• **DOKUMENT**
Also ich hab das gamecom 780 ist Schrott geht Montag zurück an Amazon.

Kauf dir ein ansteck Micro und du hast ruhe und das was du vorhast ist einfach nur Geld Verschwendung da du das ganze für unter 10€ haben kannst mit viel besser Qualität


----------



## ChrisDeger (12. Oktober 2013)

*AW: Headset mit gutem Mikro gesucht (bis 70€ ca)*

Ansteckmikros sind der letzet Dreck, ich mags einfach nicht 
und ich setz mir das headset nicht auf, sondern habs um den hals...
warum mag keiner verstehen, dass ichs manchmal die Kopfhörer udn das Mikro brauch, aber im normallfall nur das Mikro?


----------



## Coldhardt (12. Oktober 2013)

Es gibt halt leider keine empfehlenswerten Headsets. Am ehesten noch das genannte Sibiria V2. Und wie gesagt finde ich es bequemer ein Ansteckmic am Kragen zu haben als ein ein ganzes Headset


----------



## jamie (12. Oktober 2013)

*AW: Headset mit gutem Mikro gesucht (bis 70€ ca)*



ChrisDeger schrieb:


> Ansteckmikros sind der letzet Dreck, ich mags einfach nicht
> und ich setz mir das headset nicht auf, sondern habs um den hals...
> warum mag keiner verstehen, dass ichs manchmal die Kopfhörer udn das Mikro brauch, aber im normallfall nur das Mikro?

• **AUFGABE**
Schreib aus der Forumsdiskussion über Headsets mit gutem Mikrofon den Abschnitt von „## Coldhardt (12.“ bis „jamie (12. Oktober 2013)“ wortgetreu ab. Die Zeilen danach sind eigenständiges Material und gehören nicht zur Forumsdiskussion.

• **DATENBLOCK**

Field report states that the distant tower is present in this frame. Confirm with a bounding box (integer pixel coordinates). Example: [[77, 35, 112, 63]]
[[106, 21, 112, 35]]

• **LÖSUNG**
## Coldhardt (12. Oktober 2013)

Es gibt halt leider keine empfehlenswerten Headsets. Am ehesten noch das genannte Sibiria V2. Und wie gesagt finde ich es bequemer ein Ansteckmic am Kragen zu haben als ein ein ganzes Headset


----------



## jamie (12. Oktober 2013)